Stated problem
Copy out every line of the material below that contains the word "mountain".

►

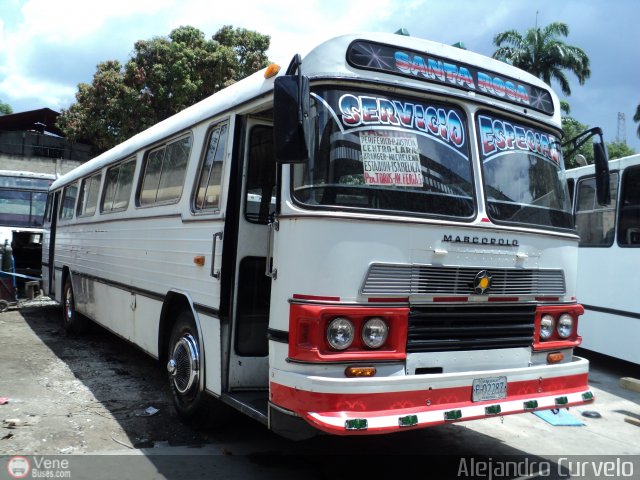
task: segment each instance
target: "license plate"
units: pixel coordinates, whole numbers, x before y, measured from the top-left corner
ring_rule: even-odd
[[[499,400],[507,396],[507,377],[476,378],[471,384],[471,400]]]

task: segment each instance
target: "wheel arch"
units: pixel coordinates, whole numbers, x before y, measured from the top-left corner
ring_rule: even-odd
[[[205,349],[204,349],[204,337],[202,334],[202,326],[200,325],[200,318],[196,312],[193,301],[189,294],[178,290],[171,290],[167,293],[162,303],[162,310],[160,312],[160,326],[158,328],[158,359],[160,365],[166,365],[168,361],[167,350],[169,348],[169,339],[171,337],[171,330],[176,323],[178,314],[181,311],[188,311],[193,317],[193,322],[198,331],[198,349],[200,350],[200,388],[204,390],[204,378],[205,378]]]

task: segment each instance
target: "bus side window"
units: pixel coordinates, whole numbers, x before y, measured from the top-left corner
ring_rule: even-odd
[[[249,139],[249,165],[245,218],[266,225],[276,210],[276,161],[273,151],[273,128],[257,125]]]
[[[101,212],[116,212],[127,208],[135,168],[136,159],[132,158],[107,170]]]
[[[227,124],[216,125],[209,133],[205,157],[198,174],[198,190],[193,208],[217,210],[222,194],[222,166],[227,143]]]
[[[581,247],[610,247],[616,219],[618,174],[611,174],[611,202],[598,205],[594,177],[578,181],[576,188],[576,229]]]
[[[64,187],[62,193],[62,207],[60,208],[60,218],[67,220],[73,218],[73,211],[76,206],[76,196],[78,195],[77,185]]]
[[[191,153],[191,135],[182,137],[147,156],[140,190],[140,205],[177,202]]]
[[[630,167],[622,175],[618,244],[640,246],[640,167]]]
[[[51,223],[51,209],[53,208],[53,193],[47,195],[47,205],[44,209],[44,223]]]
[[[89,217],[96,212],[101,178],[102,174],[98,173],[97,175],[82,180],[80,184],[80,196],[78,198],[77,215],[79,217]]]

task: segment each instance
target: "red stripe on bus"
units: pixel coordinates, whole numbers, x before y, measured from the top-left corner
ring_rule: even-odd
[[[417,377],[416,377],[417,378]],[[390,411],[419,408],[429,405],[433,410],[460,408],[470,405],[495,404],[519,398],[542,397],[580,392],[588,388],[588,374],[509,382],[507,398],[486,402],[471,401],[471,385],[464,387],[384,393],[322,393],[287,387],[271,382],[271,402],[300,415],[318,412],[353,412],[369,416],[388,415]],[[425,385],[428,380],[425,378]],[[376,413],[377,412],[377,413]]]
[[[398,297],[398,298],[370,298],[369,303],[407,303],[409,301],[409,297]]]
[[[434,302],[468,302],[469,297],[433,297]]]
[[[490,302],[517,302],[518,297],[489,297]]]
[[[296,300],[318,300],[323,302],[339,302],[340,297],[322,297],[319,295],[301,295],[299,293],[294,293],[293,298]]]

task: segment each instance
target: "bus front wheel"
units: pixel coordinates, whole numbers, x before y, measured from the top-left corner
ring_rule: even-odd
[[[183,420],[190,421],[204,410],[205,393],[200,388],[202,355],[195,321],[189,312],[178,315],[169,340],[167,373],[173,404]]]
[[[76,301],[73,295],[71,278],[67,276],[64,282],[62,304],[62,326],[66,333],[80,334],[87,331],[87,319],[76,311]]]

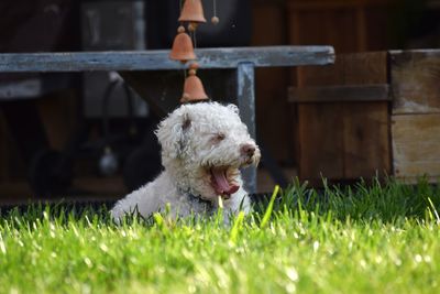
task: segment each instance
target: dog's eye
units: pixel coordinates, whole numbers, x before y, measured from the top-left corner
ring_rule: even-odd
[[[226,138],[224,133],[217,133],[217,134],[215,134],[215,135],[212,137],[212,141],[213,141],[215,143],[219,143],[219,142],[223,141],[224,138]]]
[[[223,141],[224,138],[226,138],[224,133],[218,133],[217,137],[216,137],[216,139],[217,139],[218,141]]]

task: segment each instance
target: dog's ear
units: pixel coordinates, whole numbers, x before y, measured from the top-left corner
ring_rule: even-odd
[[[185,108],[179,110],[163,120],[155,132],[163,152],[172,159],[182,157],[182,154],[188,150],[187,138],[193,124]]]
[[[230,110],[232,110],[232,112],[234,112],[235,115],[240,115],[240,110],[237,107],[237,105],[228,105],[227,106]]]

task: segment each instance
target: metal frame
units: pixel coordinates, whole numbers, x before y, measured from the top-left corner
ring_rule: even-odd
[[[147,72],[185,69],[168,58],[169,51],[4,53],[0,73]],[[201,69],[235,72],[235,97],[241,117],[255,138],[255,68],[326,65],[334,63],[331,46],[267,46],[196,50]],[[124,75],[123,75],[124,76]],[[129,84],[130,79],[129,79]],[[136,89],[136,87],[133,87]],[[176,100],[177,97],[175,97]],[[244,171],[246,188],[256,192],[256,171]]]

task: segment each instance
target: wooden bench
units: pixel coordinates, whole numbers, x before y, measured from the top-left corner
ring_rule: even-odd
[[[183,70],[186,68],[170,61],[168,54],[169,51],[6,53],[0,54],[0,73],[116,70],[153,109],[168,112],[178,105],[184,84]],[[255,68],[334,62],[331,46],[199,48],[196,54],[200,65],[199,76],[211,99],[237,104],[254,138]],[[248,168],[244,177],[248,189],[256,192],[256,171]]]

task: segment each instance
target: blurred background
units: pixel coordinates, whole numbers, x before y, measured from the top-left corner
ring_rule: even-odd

◄
►

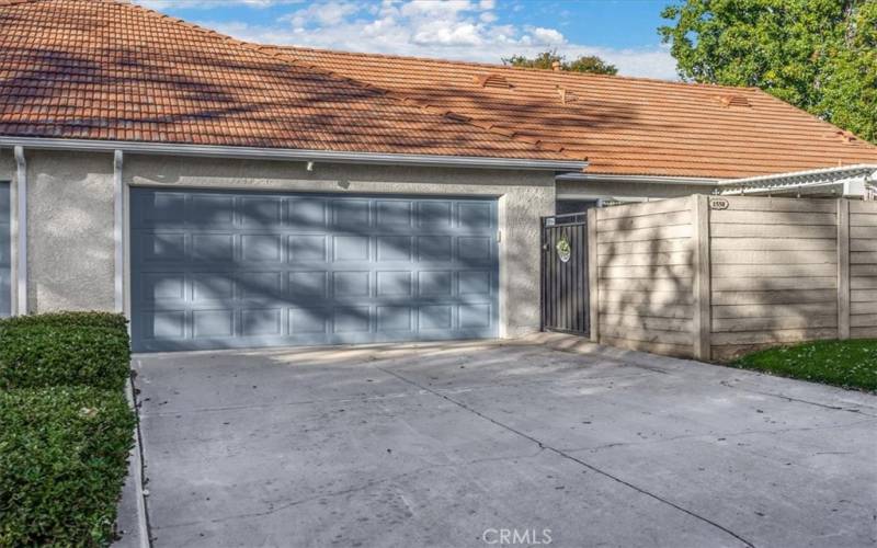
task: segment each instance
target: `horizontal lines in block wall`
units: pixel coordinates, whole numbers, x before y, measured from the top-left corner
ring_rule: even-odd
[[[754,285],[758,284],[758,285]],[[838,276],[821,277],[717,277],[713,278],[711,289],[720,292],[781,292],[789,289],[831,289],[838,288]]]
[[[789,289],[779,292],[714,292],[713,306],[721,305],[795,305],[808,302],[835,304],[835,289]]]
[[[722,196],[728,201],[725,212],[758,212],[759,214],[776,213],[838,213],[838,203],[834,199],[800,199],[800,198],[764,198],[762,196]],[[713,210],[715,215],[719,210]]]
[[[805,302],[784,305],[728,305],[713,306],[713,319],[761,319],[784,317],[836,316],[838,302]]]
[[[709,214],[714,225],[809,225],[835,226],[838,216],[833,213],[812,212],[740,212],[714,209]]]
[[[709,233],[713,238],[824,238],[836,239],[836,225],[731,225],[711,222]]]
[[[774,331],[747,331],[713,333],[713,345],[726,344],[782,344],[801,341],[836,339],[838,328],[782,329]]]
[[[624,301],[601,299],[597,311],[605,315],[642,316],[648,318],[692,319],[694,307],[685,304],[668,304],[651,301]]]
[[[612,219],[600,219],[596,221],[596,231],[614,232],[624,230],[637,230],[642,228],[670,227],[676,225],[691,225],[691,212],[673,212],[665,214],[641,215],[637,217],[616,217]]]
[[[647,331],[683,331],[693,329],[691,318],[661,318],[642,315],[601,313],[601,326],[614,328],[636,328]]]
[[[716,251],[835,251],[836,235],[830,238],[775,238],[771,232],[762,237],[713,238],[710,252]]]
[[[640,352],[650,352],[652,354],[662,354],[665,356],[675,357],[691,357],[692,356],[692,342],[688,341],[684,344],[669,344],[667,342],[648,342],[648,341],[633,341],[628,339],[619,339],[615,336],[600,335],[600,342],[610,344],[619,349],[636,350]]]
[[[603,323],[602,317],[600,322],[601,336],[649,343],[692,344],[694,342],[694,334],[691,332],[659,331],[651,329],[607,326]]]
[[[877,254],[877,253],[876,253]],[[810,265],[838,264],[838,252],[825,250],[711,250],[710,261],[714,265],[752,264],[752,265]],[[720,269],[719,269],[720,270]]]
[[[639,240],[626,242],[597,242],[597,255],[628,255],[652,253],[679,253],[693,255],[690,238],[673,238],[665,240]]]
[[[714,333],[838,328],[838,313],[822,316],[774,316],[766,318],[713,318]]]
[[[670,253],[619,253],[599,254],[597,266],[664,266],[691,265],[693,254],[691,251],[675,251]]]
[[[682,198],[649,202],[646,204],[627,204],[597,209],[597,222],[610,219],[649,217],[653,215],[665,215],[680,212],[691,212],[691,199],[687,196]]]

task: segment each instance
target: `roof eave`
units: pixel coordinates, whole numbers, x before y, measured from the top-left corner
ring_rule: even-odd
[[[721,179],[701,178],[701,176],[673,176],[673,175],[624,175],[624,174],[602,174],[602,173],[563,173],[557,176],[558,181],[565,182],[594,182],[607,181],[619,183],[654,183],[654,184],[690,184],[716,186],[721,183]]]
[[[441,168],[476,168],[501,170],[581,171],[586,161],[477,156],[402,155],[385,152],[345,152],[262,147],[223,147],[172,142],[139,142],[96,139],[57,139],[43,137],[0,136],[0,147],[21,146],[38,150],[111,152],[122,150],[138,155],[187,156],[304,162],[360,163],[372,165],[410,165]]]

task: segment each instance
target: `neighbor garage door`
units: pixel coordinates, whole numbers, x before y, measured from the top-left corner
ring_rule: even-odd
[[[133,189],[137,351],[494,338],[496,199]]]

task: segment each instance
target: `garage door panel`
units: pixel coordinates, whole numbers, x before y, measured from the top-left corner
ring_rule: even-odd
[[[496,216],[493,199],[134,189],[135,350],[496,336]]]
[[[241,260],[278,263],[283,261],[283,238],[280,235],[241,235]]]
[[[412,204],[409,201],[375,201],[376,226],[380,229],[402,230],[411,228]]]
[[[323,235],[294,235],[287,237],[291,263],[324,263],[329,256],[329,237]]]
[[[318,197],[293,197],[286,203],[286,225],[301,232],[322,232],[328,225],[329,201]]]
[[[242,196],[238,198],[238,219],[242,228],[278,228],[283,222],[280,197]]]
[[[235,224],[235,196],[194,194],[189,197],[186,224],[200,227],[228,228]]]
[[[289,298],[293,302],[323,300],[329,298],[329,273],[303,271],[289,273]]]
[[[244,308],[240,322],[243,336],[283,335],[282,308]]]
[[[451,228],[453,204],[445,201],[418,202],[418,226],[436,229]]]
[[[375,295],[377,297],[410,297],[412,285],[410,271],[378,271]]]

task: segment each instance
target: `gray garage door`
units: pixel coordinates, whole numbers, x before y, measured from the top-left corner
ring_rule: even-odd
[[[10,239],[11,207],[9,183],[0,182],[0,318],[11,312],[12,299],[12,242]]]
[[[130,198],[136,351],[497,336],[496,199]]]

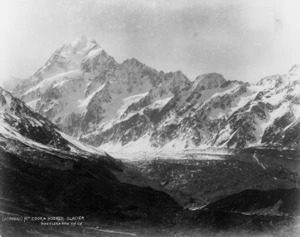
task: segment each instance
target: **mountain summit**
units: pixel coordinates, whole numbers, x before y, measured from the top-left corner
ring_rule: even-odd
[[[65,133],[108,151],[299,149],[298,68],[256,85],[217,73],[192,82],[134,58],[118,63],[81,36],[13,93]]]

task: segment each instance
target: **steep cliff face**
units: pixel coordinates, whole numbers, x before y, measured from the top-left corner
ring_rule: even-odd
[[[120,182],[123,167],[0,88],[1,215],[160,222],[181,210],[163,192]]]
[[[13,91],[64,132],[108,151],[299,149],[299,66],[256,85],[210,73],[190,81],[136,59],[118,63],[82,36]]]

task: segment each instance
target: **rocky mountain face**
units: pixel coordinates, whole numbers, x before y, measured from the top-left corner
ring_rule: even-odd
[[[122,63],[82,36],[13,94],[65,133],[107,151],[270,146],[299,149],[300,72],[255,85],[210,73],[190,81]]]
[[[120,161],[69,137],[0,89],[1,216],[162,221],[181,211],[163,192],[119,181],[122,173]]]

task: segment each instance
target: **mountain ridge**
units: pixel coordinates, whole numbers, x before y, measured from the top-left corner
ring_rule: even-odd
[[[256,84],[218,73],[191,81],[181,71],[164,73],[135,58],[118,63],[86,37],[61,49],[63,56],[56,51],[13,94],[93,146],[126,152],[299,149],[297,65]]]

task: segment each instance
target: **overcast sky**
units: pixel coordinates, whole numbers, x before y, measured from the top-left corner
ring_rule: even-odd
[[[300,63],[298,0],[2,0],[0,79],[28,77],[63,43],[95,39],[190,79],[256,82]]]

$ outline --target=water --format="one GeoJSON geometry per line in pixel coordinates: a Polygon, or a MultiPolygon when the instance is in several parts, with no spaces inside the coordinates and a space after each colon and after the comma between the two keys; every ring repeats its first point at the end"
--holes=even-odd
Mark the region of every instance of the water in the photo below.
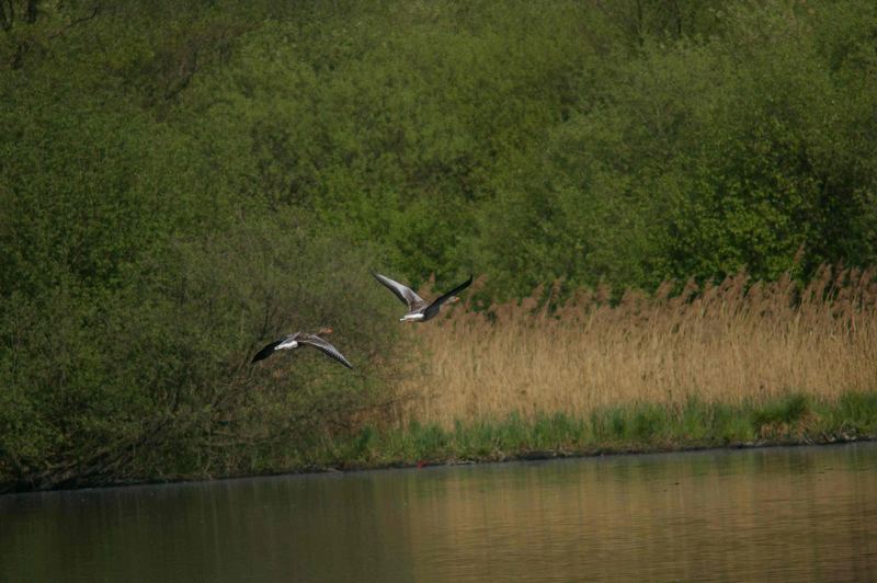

◄
►

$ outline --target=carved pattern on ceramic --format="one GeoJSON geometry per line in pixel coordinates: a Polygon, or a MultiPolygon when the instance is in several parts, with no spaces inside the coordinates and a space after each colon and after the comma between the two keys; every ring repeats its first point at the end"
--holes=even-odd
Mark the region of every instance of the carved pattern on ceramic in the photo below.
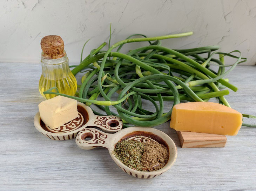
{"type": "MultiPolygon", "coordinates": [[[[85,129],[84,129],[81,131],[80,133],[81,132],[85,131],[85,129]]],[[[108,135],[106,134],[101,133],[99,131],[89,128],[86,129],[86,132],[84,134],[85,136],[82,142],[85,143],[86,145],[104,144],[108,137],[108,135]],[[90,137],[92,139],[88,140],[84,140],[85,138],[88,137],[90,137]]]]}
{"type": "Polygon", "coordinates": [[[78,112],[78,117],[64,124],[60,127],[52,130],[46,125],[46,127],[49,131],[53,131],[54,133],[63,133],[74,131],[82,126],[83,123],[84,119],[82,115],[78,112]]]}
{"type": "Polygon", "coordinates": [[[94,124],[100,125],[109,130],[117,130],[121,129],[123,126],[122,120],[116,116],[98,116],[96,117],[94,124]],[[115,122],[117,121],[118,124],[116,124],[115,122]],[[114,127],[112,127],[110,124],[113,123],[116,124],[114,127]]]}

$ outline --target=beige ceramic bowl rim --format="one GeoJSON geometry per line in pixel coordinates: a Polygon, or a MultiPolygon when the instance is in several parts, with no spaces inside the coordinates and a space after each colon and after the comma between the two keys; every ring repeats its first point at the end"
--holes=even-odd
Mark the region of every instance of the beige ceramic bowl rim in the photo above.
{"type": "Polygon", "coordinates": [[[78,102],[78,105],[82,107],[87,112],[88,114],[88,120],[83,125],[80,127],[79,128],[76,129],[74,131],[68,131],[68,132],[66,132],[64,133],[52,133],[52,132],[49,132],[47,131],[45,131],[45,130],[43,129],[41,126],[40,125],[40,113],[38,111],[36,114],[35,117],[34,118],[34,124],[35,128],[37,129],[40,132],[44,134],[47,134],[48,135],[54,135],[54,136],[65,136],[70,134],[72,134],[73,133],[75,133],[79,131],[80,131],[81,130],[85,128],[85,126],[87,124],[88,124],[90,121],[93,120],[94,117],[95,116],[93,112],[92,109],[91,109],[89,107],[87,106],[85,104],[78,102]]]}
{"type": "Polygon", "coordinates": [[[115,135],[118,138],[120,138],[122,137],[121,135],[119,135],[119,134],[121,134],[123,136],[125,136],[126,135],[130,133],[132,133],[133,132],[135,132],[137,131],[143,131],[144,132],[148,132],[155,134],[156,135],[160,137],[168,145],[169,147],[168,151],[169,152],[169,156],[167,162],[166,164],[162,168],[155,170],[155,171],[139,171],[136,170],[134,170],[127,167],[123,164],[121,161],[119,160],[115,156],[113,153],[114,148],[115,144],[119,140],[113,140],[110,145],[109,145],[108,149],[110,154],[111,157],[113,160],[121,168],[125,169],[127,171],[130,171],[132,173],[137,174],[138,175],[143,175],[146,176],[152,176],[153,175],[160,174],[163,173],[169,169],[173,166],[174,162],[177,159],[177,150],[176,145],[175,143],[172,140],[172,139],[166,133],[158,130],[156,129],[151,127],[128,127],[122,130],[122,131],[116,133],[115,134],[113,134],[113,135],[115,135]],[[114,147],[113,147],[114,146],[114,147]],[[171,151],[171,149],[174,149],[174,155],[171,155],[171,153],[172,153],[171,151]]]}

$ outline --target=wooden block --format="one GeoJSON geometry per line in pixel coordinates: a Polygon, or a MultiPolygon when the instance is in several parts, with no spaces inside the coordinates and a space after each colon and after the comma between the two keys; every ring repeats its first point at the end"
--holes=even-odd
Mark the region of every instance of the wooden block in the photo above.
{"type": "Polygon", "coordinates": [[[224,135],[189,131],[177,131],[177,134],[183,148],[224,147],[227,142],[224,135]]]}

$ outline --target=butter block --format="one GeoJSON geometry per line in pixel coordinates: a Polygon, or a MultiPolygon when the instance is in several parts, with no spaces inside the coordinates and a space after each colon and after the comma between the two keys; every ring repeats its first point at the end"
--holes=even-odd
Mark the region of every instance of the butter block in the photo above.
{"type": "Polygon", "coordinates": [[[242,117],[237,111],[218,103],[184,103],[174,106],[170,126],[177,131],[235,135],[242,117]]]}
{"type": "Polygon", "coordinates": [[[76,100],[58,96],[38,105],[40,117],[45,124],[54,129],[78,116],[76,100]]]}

◄

Output of the task
target: **mountain summit**
target: **rocky mountain face**
target: **mountain ridge**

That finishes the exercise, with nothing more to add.